Gather every line of the rows below that contains the string "black", treating uppercase and lowercase as different.

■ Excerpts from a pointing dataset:
● ● ● ● ● ● ●
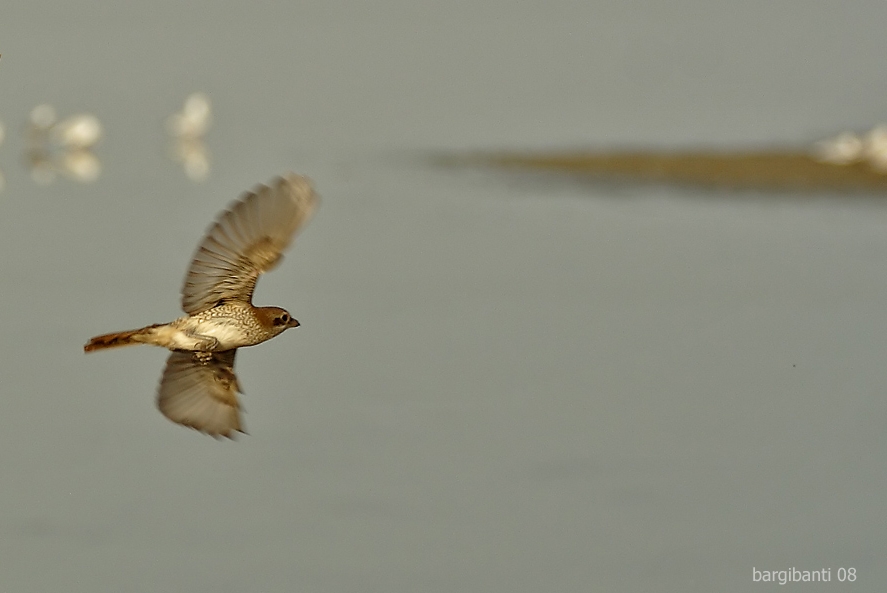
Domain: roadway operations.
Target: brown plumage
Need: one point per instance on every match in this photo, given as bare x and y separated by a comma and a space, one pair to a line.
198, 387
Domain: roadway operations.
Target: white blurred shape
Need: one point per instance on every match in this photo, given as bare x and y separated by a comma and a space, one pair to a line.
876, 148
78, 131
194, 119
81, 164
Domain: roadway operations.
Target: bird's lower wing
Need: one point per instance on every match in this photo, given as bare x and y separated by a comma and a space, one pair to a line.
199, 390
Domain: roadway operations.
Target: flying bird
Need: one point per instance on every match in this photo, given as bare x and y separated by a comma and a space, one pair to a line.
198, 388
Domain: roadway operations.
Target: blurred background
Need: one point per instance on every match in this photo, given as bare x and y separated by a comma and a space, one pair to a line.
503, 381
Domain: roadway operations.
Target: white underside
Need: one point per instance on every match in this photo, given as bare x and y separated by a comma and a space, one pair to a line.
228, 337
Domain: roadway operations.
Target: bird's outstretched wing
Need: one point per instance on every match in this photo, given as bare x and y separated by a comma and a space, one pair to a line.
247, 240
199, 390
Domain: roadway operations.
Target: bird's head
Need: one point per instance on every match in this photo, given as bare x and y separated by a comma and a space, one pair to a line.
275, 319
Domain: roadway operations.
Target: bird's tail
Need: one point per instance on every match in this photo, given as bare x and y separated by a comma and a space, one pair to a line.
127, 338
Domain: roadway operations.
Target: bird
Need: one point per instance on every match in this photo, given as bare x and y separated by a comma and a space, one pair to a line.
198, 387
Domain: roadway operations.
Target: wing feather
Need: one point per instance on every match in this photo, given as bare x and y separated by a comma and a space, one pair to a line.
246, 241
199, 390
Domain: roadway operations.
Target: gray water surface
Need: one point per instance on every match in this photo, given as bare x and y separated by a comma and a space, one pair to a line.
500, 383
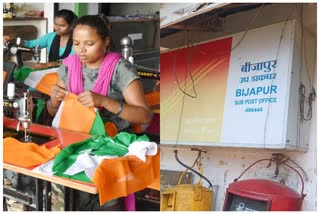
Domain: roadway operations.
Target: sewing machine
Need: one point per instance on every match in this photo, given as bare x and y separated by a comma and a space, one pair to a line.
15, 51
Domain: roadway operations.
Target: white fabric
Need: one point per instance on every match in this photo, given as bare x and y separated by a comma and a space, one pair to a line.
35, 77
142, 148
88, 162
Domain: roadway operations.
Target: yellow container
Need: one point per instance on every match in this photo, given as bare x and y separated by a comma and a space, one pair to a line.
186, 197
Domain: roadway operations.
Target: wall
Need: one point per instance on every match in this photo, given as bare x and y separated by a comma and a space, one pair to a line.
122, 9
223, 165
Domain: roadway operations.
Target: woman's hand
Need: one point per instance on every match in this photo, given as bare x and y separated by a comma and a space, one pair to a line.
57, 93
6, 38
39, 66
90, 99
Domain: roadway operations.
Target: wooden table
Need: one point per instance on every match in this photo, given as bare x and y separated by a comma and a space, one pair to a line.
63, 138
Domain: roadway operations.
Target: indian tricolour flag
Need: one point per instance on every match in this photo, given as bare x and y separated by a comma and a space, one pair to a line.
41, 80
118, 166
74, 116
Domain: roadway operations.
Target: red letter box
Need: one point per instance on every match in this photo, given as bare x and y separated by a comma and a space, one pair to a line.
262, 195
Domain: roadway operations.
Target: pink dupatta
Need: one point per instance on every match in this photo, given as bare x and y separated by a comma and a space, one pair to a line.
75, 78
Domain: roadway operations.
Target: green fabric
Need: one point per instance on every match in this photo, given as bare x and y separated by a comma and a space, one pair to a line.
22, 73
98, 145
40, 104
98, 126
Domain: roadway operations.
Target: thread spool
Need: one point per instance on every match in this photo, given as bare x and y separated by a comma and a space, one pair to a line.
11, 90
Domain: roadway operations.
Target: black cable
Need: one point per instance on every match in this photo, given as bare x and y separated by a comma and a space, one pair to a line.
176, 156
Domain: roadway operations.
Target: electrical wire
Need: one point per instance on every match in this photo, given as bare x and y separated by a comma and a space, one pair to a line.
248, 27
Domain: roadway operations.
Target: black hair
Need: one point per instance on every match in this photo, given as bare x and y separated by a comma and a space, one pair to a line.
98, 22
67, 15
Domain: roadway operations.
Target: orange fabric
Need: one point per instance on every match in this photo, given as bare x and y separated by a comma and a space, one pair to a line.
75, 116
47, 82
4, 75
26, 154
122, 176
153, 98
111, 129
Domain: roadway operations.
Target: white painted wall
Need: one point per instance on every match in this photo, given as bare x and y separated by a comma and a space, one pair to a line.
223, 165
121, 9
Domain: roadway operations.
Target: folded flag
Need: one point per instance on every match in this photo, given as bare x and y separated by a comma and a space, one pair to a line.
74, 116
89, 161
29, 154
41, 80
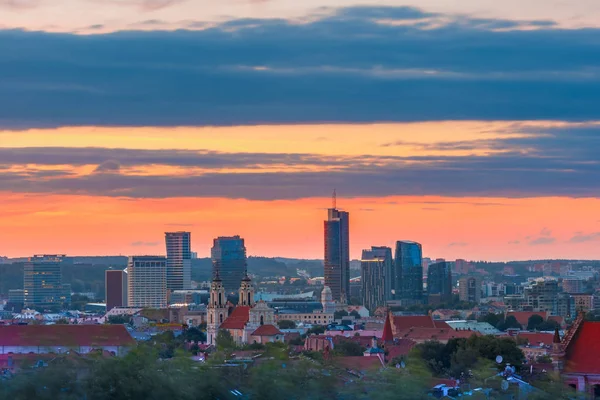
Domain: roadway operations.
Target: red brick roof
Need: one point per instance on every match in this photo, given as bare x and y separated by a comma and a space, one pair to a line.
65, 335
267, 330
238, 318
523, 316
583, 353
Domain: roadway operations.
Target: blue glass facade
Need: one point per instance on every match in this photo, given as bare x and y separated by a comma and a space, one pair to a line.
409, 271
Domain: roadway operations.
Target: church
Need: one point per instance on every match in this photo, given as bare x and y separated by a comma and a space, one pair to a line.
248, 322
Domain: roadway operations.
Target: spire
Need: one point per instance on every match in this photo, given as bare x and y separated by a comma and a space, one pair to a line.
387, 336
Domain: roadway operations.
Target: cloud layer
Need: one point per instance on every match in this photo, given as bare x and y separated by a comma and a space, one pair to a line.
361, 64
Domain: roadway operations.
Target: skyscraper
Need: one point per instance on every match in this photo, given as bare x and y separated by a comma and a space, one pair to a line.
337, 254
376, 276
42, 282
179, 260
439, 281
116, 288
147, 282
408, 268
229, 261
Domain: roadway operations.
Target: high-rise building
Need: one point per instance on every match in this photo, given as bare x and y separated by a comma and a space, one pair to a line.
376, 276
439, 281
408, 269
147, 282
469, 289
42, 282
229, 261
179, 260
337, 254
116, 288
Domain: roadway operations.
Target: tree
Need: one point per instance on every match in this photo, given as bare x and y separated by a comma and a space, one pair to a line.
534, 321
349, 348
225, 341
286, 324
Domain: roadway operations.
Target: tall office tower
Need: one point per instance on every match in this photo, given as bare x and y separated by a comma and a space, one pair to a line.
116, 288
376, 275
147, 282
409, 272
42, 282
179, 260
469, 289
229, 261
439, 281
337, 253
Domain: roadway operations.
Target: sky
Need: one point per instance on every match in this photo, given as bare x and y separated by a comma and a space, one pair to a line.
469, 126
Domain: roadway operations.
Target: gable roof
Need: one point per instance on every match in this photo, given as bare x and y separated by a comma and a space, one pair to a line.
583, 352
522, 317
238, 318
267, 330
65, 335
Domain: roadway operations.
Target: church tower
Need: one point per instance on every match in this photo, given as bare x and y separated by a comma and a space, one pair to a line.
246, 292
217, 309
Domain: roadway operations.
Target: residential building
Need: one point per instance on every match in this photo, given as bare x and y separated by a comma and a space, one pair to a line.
● ● ● ● ● ● ●
■ SOLUTION TO THIS TASK:
Target: black cable
Target: black hair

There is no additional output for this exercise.